Short problem —
Give back, unchanged, each line from the one containing "Target: concrete bridge" through the last line of the entries below.
____
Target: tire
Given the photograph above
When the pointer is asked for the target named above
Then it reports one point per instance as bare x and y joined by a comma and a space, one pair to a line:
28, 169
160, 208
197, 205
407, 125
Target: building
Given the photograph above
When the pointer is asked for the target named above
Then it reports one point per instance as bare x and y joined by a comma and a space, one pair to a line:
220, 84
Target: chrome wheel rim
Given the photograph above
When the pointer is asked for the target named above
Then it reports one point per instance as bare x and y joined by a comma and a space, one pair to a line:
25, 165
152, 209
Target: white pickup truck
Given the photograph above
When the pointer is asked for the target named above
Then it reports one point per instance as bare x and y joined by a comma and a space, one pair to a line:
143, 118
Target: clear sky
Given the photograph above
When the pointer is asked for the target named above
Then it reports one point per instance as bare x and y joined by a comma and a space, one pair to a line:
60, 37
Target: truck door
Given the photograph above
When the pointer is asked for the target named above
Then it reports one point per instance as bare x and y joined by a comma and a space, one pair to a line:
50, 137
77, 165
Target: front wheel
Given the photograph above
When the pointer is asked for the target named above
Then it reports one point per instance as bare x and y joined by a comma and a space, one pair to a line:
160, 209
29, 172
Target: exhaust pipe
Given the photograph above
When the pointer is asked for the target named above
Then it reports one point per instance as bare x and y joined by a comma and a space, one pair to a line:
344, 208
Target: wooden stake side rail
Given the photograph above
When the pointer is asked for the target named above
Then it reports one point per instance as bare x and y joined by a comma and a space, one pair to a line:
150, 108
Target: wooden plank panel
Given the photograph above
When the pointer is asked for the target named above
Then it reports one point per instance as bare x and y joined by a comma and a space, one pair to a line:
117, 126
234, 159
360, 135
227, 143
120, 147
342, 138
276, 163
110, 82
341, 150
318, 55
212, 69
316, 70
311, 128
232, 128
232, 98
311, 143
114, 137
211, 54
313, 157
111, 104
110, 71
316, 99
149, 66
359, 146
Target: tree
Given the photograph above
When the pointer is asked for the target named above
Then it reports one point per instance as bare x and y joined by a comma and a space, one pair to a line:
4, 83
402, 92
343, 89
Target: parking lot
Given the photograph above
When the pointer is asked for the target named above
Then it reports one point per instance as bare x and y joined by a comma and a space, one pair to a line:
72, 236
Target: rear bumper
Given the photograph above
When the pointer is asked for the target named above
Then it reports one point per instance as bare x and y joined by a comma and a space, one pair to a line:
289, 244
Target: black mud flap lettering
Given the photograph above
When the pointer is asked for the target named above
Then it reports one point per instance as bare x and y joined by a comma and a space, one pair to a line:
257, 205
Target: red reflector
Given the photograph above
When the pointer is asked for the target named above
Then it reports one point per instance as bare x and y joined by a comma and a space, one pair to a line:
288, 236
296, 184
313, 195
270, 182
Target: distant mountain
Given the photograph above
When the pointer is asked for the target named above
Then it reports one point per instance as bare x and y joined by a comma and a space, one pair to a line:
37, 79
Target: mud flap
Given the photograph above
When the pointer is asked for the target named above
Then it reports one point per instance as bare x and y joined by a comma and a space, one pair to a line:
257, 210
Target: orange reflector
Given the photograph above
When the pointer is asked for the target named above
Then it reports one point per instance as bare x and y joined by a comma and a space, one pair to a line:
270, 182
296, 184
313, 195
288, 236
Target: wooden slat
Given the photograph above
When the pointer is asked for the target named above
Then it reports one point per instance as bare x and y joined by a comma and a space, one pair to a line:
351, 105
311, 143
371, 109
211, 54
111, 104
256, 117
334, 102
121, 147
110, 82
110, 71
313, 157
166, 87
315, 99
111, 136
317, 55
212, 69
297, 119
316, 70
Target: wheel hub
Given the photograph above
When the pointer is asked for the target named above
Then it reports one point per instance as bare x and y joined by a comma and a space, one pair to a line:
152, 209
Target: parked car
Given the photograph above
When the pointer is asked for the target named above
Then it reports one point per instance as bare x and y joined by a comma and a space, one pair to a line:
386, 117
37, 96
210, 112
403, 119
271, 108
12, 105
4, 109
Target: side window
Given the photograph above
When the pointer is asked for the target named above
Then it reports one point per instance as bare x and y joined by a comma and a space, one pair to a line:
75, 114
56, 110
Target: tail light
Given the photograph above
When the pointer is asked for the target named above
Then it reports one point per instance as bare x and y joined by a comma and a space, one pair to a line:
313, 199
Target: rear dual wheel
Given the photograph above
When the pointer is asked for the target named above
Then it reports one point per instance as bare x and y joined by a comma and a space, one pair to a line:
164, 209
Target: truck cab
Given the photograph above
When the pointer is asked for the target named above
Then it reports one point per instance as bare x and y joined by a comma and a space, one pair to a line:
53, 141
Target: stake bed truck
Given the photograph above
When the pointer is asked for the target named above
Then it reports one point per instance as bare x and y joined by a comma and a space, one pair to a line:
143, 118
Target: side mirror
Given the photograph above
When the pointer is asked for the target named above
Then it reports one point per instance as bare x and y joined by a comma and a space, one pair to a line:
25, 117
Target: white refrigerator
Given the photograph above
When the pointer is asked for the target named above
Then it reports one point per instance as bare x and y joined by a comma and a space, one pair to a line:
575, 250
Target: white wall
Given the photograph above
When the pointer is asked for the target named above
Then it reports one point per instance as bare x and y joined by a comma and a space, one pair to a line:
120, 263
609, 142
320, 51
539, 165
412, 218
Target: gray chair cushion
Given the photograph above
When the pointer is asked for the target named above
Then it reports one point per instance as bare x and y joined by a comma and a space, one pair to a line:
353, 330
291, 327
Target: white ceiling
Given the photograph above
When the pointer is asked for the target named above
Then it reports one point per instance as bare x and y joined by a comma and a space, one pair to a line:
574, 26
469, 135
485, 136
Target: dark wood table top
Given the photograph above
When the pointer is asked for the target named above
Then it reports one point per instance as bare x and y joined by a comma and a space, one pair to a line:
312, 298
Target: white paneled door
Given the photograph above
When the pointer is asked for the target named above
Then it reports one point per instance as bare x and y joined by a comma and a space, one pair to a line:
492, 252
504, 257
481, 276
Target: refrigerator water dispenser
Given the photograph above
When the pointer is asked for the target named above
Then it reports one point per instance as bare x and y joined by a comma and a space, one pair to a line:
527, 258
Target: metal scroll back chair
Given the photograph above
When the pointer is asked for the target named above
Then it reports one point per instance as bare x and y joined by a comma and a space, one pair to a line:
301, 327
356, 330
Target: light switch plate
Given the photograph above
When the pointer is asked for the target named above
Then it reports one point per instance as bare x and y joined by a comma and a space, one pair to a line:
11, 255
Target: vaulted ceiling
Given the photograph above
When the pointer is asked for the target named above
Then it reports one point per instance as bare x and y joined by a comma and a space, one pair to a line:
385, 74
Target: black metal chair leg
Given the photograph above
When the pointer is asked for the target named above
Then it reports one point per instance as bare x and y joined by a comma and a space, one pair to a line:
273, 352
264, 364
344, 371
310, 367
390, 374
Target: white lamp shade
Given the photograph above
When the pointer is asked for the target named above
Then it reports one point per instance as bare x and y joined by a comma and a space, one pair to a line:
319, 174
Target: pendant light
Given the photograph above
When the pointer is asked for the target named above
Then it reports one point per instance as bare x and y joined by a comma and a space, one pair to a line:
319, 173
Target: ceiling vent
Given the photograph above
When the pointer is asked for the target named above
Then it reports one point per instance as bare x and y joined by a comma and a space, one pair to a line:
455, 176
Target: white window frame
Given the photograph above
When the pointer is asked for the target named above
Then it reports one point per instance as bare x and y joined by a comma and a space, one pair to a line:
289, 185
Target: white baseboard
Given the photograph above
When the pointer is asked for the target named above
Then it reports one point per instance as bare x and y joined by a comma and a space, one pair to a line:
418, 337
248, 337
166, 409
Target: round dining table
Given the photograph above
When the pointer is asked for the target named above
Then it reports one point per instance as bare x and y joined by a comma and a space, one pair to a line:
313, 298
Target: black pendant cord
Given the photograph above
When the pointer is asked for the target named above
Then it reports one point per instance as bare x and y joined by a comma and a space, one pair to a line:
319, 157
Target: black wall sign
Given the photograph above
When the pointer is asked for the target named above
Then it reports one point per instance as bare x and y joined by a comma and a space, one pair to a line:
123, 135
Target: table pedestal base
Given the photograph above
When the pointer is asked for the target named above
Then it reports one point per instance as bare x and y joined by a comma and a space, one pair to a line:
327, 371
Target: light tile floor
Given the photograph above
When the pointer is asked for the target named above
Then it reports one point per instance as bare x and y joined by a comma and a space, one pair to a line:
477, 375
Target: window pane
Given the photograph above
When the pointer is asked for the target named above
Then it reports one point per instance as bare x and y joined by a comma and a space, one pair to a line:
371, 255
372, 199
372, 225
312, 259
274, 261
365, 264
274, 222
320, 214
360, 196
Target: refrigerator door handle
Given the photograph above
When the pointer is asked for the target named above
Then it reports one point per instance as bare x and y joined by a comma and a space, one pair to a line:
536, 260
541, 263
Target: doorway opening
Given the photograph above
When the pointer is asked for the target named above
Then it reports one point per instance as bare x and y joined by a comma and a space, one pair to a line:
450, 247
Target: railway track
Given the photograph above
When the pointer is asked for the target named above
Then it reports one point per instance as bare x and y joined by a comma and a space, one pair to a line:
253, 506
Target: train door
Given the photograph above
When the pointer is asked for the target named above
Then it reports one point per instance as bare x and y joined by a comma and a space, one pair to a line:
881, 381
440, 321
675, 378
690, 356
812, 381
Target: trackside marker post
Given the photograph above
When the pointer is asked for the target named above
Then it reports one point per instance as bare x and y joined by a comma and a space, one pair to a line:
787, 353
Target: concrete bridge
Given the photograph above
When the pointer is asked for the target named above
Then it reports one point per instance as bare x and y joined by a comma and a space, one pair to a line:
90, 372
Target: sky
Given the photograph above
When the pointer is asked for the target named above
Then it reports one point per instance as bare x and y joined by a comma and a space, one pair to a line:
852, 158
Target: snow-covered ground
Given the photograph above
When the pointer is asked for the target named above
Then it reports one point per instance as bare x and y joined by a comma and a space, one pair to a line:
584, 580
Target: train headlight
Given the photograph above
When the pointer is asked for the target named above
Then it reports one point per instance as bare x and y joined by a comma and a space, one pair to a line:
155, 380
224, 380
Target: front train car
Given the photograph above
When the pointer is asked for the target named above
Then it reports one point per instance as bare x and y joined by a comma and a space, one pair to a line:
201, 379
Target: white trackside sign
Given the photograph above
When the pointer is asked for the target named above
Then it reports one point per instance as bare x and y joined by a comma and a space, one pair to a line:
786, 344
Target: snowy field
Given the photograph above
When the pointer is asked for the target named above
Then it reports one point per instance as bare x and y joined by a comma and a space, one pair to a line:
____
Task answer —
Target: concrete bridge
Given the photograph above
When the pointer is asked for the target named above
Then it reports one point per instance as bare x and y joined by a comma and a space, one pair to a line:
90, 372
Target: sky
Given the photograph above
When the pointer is asked for the target named above
Then it reports one point per instance as bare x and y joined by a comma and a space, one pair to a line:
852, 158
Target: snow-covered ground
Given the photograph above
When the pointer is asked for the target named above
Then it reports one point per instance as bare x and y joined by a comma and a space, one pair to a line:
584, 580
Target: train headlight
Given the photograph above
When the pointer is asked for the target named above
Then it reports one point per instance as bare x and y joined by a comma and a space, one pair to a line:
155, 380
224, 380
Target: front train car
Given the photograph above
When the pointer is asked for the target named above
Then it reports one point per instance as bare x and y joined by a comma and a space, one pair to a line:
201, 379
Target: white trackside sign
Given the photograph above
When the pointer is asked for the target named above
Then it reports one point per instance as bare x and y joined by a comma and a space, one pair to a line:
786, 344
Target: snowy field
Given the photograph above
When the pointer is asked for the target named above
Then it reports one point per instance as bare x and y joined by a comma and a space, one pair to a line:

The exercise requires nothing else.